(Problemas por resolver)
1: En el texto sobre la izquierda y sus conceptos, ¿por qué hubo que desprenderse de la palabra «comunismo»? Responde en una o dos oraciones.
2: ¿Puedes proseguir el texto sobre la izquierda y sus conceptos a partir de su última oración?

(Texto mostrado)
········
La contraposición tiene plena justificación, aunque no puede, cuerdamente, sostenerse de manera indefinida o incondicional. Si la izquierda real se aleja de modo radical y duradero de la conceptual o ideal, hay razones para plantearnos de qué hablamos cuando hablamos de izquierda. A veces, pocas, los conceptos se salvan de sus malos usos. Así, el socialismo sobrevivió al nacionalsocialismo de Adolf Hitler. Pero no es lo normal. Lo más frecuente es que, con el paso del tiempo, cuando la historia erosiona y las propuestas cambian, debamos entregar las palabras. Sucedió con «comunismo». Para muchos, durante mucho tiempo, el comunismo defendía –en palabras del Manifiesto comunista– una sociedad máximamente democrática en la que «el libre desarrollo de cada uno será la condición del libre desarrollo de todos», un ideal de vida aristotélico, según el cual los ciudadanos podrían dar curso al despliegue de sus mejores potencialidades. Pero la realidad se impuso y tocó, resignadamente, desprenderse de la palabra. Hoy, «comunismo» designa una sociedad totalitaria que nadie con dos dedos de frente puede reivindicar. En mis horas más bajas, temo que con «feminismo» pueda suceder algo parecido.
········
(Listado de datos)

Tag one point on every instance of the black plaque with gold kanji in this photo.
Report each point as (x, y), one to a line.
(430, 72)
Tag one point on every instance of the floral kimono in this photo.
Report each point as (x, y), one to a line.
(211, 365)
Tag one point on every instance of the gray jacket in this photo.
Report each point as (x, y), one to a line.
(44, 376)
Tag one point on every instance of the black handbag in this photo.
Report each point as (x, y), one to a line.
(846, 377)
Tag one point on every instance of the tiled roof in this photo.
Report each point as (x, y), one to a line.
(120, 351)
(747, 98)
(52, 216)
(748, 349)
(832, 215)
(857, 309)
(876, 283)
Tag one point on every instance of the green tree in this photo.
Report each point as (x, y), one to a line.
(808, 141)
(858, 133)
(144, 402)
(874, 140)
········
(Respuestas redactadas)
1: Porque la realidad se impuso sobre el ideal de una sociedad máximamente democrática que la palabra defendía. Hoy «comunismo» designa una sociedad totalitaria que nadie con dos dedos de frente puede reivindicar.

2:
En su reflexión sobre la crisis de la izquierda, Jordi Gracia, en principio, no opera con esa estrategia. No precisa el paisaje de contraste de su reflexión, esto es, qué entiende por izquierda. Su crítica se desenvuelve por otros terrenos. No por eso resulta complaciente. Con realismo y crudeza, aborda algunos de los problemas de la izquierda real, especialmente la española. Su catálogo de errores y descuidos, aunque desarrollado a chorro abierto, resulta bastante ajustado y hasta exhaustivo. Se comprueba, para empezar, en sus apreciaciones sobre nuestro pasado. Frente al relato del llamado régimen del 78 como continuación del franquismo, el autor valora con ecuanimidad la Transición, evita entregarse a la extendida fascinación por una república «momificada» y tasa con precisión el peso real del antifranquismo, «una movilización política, laboral y social (que) nunca fue mayoritaria». Se nota ahí la mano del competente historiador de las ideas. Critica, con criterio, la vaciedad de la clásica socialdemocracia y, con más detalle y finura, al mundo de Podemos, enfático y sobreactuado, saturado de soflamas retóricas y nostalgia paleoizquierdista. Su realismo, ante el populismo de izquierda, resulta indiscutible: denuncia la cháchara y palabrería infladas, una grandilocuencia en la que la jerga con ilusión de precisión sustituye a los análisis y las propuestas, de una izquierda «que mantiene vivo un radicalismo retórico que demasiadas veces suena como ficción deshonesta y concebida como consuelo para un cambio estructural, metafísica, material y técnicamente imposible», a la vez que reconoce resignadamente, entre otras cosas, que el capitalismo es un horizonte insuperable.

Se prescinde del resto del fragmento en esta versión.